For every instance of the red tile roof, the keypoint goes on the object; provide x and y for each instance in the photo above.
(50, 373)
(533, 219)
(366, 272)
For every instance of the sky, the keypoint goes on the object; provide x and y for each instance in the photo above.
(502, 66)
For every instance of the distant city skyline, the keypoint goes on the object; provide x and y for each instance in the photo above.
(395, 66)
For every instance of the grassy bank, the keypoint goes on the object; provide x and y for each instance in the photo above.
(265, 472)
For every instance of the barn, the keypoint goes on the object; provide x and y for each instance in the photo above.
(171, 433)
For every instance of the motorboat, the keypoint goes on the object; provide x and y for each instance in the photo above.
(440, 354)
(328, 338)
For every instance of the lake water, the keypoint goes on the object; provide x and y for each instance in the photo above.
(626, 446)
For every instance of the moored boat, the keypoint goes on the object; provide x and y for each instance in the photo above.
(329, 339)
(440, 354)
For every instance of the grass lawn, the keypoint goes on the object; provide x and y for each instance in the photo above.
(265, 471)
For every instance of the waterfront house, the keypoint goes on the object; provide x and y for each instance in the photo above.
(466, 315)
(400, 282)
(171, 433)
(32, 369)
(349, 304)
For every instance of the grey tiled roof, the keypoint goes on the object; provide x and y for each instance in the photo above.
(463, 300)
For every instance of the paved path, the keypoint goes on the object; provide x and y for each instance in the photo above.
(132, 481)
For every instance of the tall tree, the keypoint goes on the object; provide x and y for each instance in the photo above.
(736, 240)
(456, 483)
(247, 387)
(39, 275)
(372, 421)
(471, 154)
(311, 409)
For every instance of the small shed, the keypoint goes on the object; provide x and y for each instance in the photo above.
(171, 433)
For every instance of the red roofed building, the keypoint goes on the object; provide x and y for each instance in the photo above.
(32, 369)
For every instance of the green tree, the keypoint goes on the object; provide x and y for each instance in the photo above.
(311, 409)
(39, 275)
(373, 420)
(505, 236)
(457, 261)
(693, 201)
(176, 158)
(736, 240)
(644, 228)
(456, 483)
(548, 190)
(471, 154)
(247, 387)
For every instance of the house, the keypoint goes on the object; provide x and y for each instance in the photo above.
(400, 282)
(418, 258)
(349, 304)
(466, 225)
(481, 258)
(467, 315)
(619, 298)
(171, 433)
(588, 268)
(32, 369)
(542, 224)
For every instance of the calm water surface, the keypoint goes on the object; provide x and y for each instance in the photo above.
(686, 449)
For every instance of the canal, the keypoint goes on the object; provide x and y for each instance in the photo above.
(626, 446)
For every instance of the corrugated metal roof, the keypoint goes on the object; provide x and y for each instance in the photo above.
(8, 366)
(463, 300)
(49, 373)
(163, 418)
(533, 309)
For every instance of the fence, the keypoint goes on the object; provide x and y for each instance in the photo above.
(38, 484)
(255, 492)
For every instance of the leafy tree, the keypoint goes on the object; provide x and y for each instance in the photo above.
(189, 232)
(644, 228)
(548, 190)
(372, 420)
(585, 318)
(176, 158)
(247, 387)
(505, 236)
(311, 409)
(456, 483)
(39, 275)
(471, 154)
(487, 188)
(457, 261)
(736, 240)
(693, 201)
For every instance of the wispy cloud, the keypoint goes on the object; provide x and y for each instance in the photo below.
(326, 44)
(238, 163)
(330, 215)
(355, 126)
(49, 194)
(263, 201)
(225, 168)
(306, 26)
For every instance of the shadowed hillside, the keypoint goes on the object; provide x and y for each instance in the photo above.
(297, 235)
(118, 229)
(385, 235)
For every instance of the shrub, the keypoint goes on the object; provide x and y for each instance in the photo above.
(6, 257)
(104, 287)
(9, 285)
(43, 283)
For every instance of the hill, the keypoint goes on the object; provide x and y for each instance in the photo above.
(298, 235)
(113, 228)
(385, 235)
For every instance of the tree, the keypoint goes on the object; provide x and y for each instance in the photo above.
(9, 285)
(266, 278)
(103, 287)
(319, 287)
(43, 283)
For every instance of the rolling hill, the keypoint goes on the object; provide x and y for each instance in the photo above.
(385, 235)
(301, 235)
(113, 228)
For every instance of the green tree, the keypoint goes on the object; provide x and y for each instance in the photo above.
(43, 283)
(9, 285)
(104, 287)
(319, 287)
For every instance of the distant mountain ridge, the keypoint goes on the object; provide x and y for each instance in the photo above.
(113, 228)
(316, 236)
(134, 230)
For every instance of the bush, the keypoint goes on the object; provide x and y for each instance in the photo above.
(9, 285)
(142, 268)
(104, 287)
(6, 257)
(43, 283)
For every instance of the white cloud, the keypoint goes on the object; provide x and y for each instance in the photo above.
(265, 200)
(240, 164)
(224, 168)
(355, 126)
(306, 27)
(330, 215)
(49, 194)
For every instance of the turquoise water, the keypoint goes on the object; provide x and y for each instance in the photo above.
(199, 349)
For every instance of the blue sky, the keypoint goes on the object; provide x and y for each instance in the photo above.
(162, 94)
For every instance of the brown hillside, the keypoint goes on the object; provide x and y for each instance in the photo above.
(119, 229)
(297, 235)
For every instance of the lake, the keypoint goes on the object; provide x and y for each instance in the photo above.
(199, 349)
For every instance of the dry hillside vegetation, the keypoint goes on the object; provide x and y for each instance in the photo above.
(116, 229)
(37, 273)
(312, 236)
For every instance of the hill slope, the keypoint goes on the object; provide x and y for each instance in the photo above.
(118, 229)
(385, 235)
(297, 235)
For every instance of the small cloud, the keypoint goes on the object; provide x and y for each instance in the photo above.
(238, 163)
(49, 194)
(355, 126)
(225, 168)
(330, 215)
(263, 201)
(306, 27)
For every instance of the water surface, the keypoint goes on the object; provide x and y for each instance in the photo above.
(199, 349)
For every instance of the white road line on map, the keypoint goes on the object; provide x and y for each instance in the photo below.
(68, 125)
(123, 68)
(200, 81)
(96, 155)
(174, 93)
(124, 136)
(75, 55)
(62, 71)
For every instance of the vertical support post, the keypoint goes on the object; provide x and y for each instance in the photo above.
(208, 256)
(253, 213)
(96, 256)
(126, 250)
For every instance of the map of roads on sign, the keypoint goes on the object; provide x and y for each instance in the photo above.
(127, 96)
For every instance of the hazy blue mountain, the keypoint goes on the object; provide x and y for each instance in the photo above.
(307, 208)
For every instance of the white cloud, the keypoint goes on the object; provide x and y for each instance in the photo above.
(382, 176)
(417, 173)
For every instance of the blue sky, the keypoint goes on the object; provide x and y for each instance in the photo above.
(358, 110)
==
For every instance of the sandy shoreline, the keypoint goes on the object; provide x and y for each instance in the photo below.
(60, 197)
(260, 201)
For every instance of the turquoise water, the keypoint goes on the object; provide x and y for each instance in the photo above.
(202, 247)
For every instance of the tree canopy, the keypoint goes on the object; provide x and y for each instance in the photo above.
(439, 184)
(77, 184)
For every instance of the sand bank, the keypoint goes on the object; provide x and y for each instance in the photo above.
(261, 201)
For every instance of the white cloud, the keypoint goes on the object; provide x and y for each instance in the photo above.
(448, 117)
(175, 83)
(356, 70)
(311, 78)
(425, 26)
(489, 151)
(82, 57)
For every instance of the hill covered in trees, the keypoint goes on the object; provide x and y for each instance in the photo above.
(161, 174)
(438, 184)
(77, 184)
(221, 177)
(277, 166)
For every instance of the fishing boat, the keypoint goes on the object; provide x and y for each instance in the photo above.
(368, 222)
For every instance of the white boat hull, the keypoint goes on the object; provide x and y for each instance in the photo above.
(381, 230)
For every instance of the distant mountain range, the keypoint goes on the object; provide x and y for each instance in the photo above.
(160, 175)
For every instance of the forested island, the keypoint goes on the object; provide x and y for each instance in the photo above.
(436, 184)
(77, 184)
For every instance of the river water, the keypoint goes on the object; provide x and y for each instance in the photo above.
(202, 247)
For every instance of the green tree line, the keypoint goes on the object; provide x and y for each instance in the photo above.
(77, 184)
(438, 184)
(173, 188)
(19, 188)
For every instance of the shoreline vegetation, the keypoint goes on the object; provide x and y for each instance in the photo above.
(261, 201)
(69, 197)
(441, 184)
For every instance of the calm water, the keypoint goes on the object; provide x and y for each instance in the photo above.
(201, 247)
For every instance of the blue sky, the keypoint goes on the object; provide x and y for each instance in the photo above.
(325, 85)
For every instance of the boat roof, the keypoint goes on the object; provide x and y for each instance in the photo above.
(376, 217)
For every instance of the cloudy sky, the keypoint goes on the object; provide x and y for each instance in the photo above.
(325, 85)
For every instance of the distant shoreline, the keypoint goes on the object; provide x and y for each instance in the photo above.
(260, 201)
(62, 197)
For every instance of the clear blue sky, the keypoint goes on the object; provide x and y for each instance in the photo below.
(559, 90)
---
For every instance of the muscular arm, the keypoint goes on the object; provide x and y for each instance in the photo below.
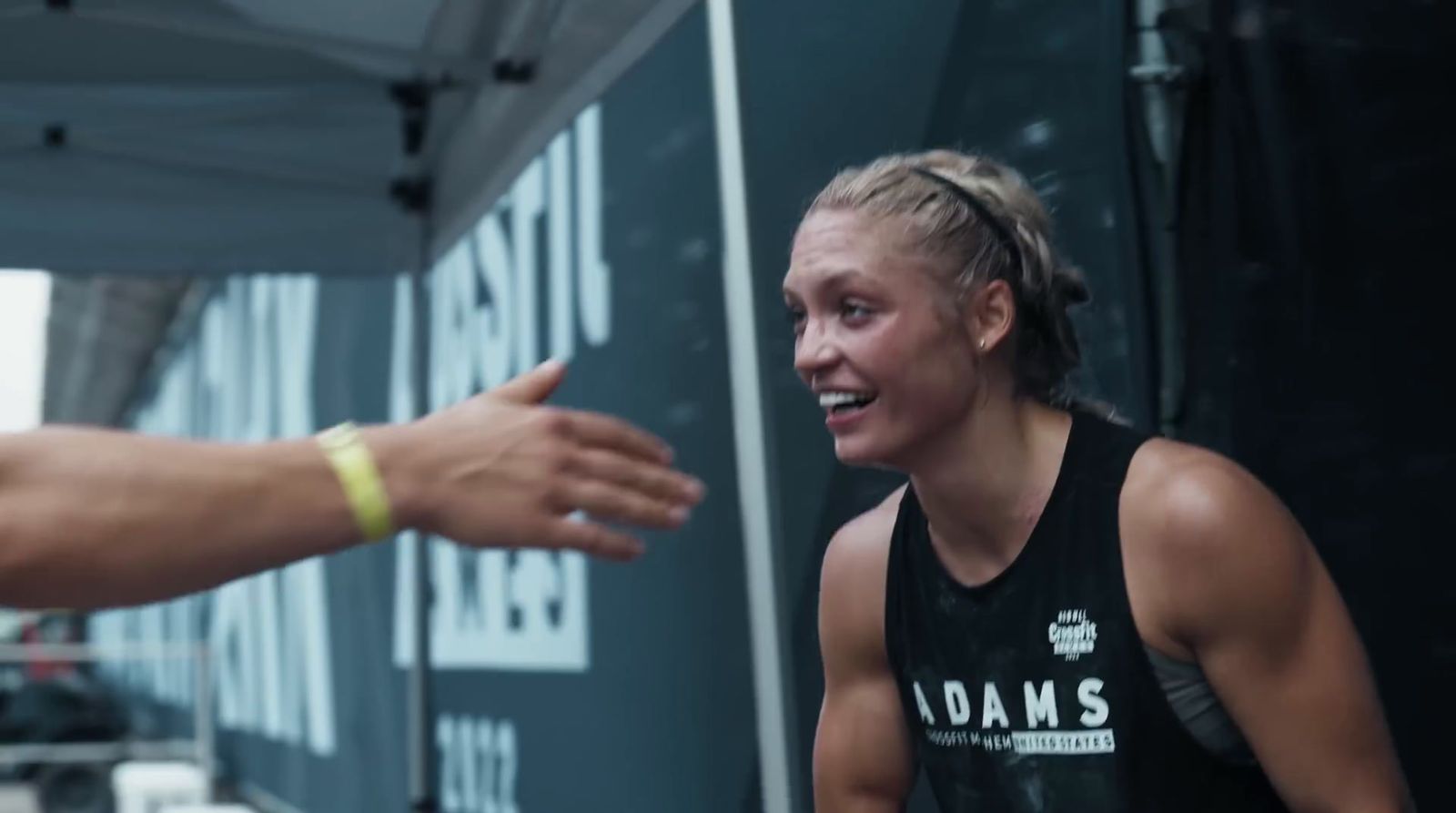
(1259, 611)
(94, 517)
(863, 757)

[WHAT YOU WILL DO] Count the lines in the records above that contain the string "shoreline", matching case exactly, and state only the number.

[TASK SOLUTION] 3